Love and Lust – The Deluded You
Man is designed for both these things:
1) To seek the good of self.
2) To seek the good of another.
The environment we are living in is designed thus, that when we seek good of self we do it by using another.
Somebody/something else, is being taken advantage of for our benefit, or good.
The environment similarly, has also made it impossible for us to seek the good of another without paying a price for it in ourselves. The only way to seek the good of another is by willingly accepting a disadvantage for the self.
To differentiate between these realities, two simple words were created: – Lust and Love.
Lust seeks your good but at the cost of someone else’s. Love seeks another’s good but at the cost of self.
A man of love therefore does not fight, or assert his rights to seek his own benefit. A man of love will instead, die willingly fighting for someone else’s right.
A man of lust in contrast will always exercise his right, demand his rights, fight for his rights, sulk, separate, isolate himself etc.
Our education and upbringing is all about how we should fight for our rights. How we should assert ourselves and display the force and muscle that we possess.
We are, unknowingly perhaps, championing lust, and constantly rewarding the greater exercise of lust and punishing the possession of love.
It is not that love does not exist as much as that we have little or no use for it.
If a person believes that he has this one life only, why would he in his right mind sacrifice this life and all the pleasures that it offers for anybody/anything else?
Yet to not be in a constant state of conflict and indeed to even manage and satisfy his lust satisfactorily, he has learnt to restrain and subjugate (sacrifice) his passions and needs appropriately.
This appropriate behaviour of restraint, man terms as love. He points to all the millions of tiny such “sacrifices” he has made and says “See is there any further proof you need of how much I love you?”

Problems to work on
1. According to the essay on love and lust, what does lust seek, and at whose cost?
2. Please carry the essay on love and lust forward from its final sentence, keeping its voice and argument.

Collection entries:
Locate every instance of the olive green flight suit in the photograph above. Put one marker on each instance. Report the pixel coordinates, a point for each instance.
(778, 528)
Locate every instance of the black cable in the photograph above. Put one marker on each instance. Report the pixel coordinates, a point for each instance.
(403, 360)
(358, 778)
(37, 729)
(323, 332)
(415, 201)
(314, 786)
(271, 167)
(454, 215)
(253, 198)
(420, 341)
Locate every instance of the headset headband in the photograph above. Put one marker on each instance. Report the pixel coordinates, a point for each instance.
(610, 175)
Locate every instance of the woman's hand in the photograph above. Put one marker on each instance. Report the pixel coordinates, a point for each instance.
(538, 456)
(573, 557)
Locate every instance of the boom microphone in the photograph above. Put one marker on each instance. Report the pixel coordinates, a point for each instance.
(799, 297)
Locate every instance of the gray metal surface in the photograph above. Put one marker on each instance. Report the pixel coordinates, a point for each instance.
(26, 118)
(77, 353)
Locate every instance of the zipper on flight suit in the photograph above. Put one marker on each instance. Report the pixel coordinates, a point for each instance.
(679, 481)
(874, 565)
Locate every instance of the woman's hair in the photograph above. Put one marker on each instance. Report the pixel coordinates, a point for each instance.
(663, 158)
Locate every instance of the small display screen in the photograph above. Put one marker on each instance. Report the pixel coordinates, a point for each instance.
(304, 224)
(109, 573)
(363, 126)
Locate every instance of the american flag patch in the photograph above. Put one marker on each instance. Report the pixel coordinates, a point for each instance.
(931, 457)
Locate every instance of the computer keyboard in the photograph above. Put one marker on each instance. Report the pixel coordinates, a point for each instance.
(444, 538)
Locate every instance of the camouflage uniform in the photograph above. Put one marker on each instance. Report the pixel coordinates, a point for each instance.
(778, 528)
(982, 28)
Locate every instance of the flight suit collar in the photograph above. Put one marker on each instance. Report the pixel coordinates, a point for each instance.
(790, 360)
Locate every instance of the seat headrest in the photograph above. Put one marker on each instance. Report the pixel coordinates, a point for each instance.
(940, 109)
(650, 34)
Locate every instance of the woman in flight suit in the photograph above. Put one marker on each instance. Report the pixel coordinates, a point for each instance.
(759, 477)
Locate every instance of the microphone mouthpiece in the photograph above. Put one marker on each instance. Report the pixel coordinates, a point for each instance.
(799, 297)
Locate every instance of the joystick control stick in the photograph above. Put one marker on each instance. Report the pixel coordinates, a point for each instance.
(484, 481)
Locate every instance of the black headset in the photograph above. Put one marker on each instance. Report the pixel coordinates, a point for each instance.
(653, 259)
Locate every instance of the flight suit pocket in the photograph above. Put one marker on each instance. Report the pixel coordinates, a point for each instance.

Results by task
1. Lust seeks your own good, but at the cost of someone else's.

2.
Yet had he not made that modicum of restraint, investment, sacrifice, the object of his affections would have fled and not allowed or permitted itself to be taken advantage of. It needed that modicum of restraint to continue to delude the other…to remain primed for use.
The priming of an object so that it can be steadily available and made use of, for one’s enjoyment is not love. It is the expertise of lust.
The priming of an object is done in a billion different ways – the prime rule to remember is this: if you wish to gift someone something, find out what it is the other person wants or needs, and satisfy that! Don’t gift something you like to gift and imagine that you have loved the other. That form of gifting – or doing- is in the category of ‘priming’ for your lust.
When you are gifting, visiting, meeting, communicating to satisfy your need,… you are priming.
Don’t forget, we have all learnt, been taught, in many different insidious ways to master the art of hiding our lust and displaying it as love.
Every display of love is priming.
True love is a cost that you pay and accept in yourself. It does not want display. It does not survive display.
We know we are deluded when we cannot identify our lust. It remains so well hidden within us that we can see only our loving selves being misunderstood, abused and attacked by others.
We know that we have escaped this delusion when we are able to identify our lust, consciously fight against it, see ourselves failing and know that we are too weak to overpower this strange, unnatural, unwanted force that works within us.
It is easier for you to over come death and live forever on your own efforts, as it is to overcome your desire, and need, to use others for your own benefit.
Lust is the venom in the sting of death.
Love is Life itself.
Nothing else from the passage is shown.